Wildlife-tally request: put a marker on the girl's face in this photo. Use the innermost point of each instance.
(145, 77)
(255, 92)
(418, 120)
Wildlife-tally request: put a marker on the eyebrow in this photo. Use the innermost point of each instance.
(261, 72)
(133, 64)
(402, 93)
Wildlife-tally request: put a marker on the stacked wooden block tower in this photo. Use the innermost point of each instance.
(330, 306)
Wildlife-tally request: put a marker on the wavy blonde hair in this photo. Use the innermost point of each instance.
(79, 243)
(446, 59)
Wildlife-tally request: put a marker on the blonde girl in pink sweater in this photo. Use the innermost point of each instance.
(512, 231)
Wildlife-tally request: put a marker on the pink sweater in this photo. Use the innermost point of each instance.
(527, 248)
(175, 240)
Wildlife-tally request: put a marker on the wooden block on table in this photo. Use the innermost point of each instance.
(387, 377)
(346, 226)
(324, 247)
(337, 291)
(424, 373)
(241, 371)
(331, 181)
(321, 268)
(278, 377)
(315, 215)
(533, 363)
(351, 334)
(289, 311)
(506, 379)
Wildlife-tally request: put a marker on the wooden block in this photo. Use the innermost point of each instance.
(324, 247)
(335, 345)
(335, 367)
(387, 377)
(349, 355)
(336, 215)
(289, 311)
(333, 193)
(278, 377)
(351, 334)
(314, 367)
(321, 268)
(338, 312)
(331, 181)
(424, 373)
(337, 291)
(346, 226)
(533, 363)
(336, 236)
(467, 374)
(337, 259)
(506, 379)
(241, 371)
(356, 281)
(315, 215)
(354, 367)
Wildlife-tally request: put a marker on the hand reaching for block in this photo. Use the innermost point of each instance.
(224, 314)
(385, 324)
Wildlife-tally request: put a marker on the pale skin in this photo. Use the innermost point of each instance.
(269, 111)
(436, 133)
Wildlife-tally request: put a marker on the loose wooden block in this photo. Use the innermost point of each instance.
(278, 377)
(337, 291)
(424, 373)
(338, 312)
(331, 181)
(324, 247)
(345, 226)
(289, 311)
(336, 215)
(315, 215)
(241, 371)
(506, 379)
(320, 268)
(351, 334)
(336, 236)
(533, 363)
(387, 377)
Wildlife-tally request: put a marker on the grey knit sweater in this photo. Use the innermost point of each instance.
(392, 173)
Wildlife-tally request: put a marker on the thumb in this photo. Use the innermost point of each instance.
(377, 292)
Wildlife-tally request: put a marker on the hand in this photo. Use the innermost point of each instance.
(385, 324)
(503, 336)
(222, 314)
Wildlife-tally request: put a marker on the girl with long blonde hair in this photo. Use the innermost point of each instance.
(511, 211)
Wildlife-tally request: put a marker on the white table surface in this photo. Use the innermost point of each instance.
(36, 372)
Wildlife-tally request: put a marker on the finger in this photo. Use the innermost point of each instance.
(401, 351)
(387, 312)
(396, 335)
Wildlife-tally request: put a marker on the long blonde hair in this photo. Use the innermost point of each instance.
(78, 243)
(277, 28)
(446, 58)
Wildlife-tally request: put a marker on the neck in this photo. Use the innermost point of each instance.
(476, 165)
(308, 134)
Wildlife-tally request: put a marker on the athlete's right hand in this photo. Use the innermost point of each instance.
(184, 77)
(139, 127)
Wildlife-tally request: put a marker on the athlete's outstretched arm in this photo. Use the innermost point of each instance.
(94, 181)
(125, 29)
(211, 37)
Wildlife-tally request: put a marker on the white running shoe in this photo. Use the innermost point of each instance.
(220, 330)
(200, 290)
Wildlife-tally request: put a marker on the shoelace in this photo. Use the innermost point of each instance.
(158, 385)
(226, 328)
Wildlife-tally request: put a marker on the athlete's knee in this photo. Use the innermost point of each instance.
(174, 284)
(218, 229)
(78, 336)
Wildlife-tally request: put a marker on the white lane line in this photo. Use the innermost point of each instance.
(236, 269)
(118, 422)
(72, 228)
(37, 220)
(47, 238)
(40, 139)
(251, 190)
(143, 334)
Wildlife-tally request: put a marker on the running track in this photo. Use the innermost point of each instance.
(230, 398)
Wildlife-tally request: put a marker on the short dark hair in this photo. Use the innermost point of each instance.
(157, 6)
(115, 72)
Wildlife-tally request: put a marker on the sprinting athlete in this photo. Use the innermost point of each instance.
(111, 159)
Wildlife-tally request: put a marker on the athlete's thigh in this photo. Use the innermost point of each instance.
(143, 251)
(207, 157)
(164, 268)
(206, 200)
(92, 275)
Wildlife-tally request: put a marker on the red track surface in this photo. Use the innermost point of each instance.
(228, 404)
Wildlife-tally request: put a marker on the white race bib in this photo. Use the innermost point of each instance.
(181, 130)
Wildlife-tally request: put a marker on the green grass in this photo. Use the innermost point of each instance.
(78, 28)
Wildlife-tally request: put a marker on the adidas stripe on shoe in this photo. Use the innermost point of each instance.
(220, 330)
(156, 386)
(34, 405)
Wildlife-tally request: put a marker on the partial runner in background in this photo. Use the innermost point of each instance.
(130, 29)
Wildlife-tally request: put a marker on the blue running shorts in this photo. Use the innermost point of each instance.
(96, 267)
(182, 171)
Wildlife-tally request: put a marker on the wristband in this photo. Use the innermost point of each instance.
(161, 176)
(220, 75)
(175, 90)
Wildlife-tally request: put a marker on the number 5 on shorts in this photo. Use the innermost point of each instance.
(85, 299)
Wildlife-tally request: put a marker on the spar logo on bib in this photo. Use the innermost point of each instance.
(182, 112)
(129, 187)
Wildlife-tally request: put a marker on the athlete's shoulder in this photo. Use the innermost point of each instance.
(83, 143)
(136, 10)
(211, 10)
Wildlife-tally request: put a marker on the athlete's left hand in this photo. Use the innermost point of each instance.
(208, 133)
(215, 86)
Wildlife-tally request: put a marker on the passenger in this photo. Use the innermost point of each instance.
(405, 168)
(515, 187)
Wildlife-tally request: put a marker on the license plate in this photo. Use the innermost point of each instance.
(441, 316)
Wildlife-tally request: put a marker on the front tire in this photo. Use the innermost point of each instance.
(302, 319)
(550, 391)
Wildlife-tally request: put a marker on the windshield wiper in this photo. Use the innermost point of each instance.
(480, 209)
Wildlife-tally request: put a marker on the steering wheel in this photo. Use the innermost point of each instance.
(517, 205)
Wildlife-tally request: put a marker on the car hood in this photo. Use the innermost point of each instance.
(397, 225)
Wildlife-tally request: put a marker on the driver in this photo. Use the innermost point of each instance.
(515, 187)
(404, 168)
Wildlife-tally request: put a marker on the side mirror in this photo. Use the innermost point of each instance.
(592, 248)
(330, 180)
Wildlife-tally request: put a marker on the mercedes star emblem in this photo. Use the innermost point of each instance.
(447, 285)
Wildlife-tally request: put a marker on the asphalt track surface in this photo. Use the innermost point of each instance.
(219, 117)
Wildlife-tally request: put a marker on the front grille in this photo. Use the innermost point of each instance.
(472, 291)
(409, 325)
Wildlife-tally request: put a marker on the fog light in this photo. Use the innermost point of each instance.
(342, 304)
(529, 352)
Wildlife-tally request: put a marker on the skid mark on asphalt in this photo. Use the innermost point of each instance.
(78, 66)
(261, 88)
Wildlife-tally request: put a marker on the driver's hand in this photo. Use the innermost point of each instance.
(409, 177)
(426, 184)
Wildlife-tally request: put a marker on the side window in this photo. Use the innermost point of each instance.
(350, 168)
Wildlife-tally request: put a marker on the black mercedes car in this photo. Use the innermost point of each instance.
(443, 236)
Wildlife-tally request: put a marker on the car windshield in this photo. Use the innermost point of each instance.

........

Every entry needs to be retyped exactly.

**OUTPUT FOR THIS EXERCISE**
Wildlife-tally request: put a marker on the girl's face in this photo. Use the innermost point of each instance.
(145, 77)
(255, 92)
(418, 120)
Wildlife-tally request: put a marker on the eyebrow in this photo. Use the innermost point of each instance.
(261, 72)
(133, 64)
(402, 93)
Wildlife-tally request: put a marker on the stacked wooden block tower in this photo. Use the innermost point of each instance.
(330, 306)
Wildlife-tally request: put a marker on the wavy blonde hair in this photo. Use the innermost point of each instance.
(79, 243)
(446, 59)
Wildlife-tally request: put a marker on the blonde girl in pink sweater in this photo. Use the innermost point of each instance.
(512, 231)
Wildlife-tally request: put a marker on the pink sweater in this photo. Use the innermost point of each instance.
(527, 248)
(175, 240)
Wildlife-tally request: put a marker on the wooden block on table in this photo. Use the innermost point of each instance.
(387, 377)
(346, 226)
(324, 247)
(337, 291)
(424, 373)
(241, 371)
(331, 181)
(321, 268)
(278, 377)
(315, 215)
(533, 363)
(351, 334)
(289, 311)
(506, 379)
Wildlife-tally request: put a marker on the wooden block in this photo. Use the innermost point of each instance.
(324, 247)
(335, 345)
(335, 367)
(387, 377)
(349, 355)
(336, 215)
(289, 311)
(333, 193)
(278, 377)
(351, 334)
(314, 367)
(321, 268)
(338, 312)
(331, 181)
(424, 373)
(337, 291)
(346, 226)
(533, 363)
(336, 236)
(467, 374)
(337, 259)
(506, 379)
(241, 371)
(356, 281)
(315, 215)
(354, 367)
Wildlife-tally request: put a marker on the hand reaching for block in this photo. Use the innermost point of each instance.
(224, 314)
(385, 324)
Wildlife-tally request: put a marker on the pale skin in this photo. Use the innermost point of each instance.
(269, 111)
(436, 133)
Wildlife-tally request: put a marker on the loose wooden block in this photo. Use the innermost point of each instance.
(278, 377)
(337, 291)
(424, 373)
(338, 312)
(331, 181)
(324, 247)
(345, 226)
(289, 311)
(336, 215)
(315, 215)
(241, 371)
(506, 379)
(320, 268)
(351, 334)
(336, 236)
(533, 363)
(387, 377)
Wildlife-tally request: put a marker on the grey knit sweater in this photo. Use the innermost point of each instance.
(392, 173)
Wildlife-tally request: put a marker on the thumb in this photo. Use the innermost point of each instance.
(377, 292)
Wildlife-tally request: put a marker on the hand in this photo. Use the innermost point of each instance.
(385, 324)
(503, 336)
(222, 314)
Wildlife-tally request: put a marker on the girl with long blonde hair in this photo. Use the innermost point of each instance.
(511, 211)
Wildlife-tally request: put a marker on the white table surface in this photo. Use the innermost point of each instance.
(36, 372)
Wildlife-tally request: put a marker on the finger in this photo. Use the innermost point of each instance.
(401, 351)
(387, 312)
(396, 335)
Wildlife-tally request: put a marker on the long blonde hair in this photo. Use the innermost point of each instance.
(78, 243)
(277, 28)
(446, 58)
Wildlife-tally request: put a marker on the neck in this photo. Use the innermost point of each instance.
(476, 165)
(308, 134)
Wildlife-tally request: put a marker on the athlete's right hand in this photo. Use the innermost point of each instance.
(184, 77)
(139, 127)
Wildlife-tally request: put a marker on the athlete's outstretched arm in this photo. Use the innermost point of each instance.
(94, 181)
(125, 29)
(211, 37)
Wildlife-tally request: put a marker on the white running shoe in this photo. Use the innermost point of each instance.
(220, 330)
(200, 290)
Wildlife-tally request: put a marker on the shoelace in this photo. Use the innermost point of each instance.
(158, 385)
(226, 328)
Wildlife-tally request: put a marker on the athlete's knee in this photo. Use the innermost point of each instance.
(174, 284)
(218, 229)
(78, 336)
Wildlife-tally request: put a marker on the white lane line in this photo. Use the innermost point of each instance.
(236, 269)
(118, 422)
(72, 228)
(37, 220)
(47, 238)
(40, 139)
(251, 190)
(143, 334)
Wildlife-tally request: put a marker on the running track in this photo. Use the innermost point of each instance.
(230, 398)
Wildlife-tally request: put a marker on the short dark hair in this photo. Use the innermost point of each instance.
(157, 6)
(115, 72)
Wildlife-tally request: put a marker on the sprinting athlete in this photo. Use the innermost point of each instance.
(111, 159)
Wildlife-tally request: put a marker on the athlete's thigh in this photo. Use the innermost point of each instance.
(143, 251)
(207, 157)
(164, 268)
(206, 200)
(92, 275)
Wildlife-tally request: put a marker on the red track surface in this photo. Use the innermost point of each instance.
(228, 404)
Wildlife-tally request: put a marker on the white race bib in this photo. Use the innermost point of each instance.
(181, 130)
Wildlife-tally request: put a marker on the green grass in this photo. Use the innermost point of each instance.
(78, 28)
Wildlife-tally request: put a marker on the adidas stripe on shoe in this photo. Use the innermost point of each instance.
(220, 330)
(156, 386)
(34, 405)
Wildlife-tally request: put a marker on the partial runner in background in this photo. Use the innermost point of each instance.
(130, 29)
Wildlife-tally request: put a marker on the blue running shorts in this photo. Use the innermost point of each instance.
(96, 267)
(182, 171)
Wildlife-tally request: put a marker on the wristband in this photo. Use the innermost point of each instance.
(161, 176)
(220, 75)
(175, 90)
Wildlife-tally request: put a marker on the number 5 on shorts in this photo. Use the innermost point of each instance.
(85, 299)
Wildlife-tally request: put a marker on the spar logo on bib in this photo. Use the innermost point of each instance.
(182, 112)
(129, 187)
Wildlife-tally request: put a marker on the athlete's shoulder in this photo. Use the innermost point of each instance.
(83, 143)
(136, 10)
(211, 10)
Wildlife-tally request: put a marker on the athlete's left hand in this photo. Use the innermost point of each instance.
(208, 133)
(215, 86)
Wildlife-tally request: put a marker on the passenger in this photo. Use the innermost point of each instance.
(405, 168)
(515, 187)
Wildlife-tally request: put a marker on the license plate in this photo. Use the innermost point of each instance.
(441, 316)
Wildlife-tally request: put a marker on the front tire in this photo. Use the innermost point of each instance.
(302, 319)
(550, 391)
Wildlife-tally request: put a marker on the windshield wiper in this photo. Use the innermost point of each instance.
(480, 209)
Wildlife-tally request: put a marker on the steering wheel in this photo. Use the innermost point of each instance.
(517, 205)
Wildlife-tally request: put a marker on the car hood in this photo. Use the innermost point of each instance.
(397, 225)
Wildlife-tally request: put a marker on the driver in this photo. Use the innermost point of each instance.
(515, 187)
(404, 168)
Wildlife-tally request: put a marker on the side mirror in this photo. Use the innermost point of each instance.
(592, 248)
(330, 180)
Wildlife-tally request: put a marker on the mercedes star emblem in this photo. Use the innermost point of each instance.
(447, 285)
Wildlife-tally request: put a marker on the asphalt track surface in this photo. Use the innermost point of each instance.
(219, 117)
Wildlife-tally request: put a marker on the front grille in this photo. Use the innermost point of each instance.
(472, 291)
(409, 325)
Wildlife-tally request: put a marker on the fog light in this photo. Use the innermost point of each instance.
(342, 304)
(529, 352)
Wildlife-tally request: put a marker on the skid mark on asphalt in this photo. Use the innermost point of each instance.
(78, 66)
(261, 88)
Wildlife-tally request: put a marker on the driver's hand in this photo. Use the innermost point of each instance.
(409, 177)
(426, 184)
Wildlife-tally request: put a marker on the side window in this photo. Use the innermost point of each instance.
(350, 168)
Wildlife-tally request: put a marker on the black mercedes car in this photo. Use the innermost point of each instance.
(443, 236)
Wildlife-tally request: put a marker on the car windshield in this photo. Use the innermost point of each instance.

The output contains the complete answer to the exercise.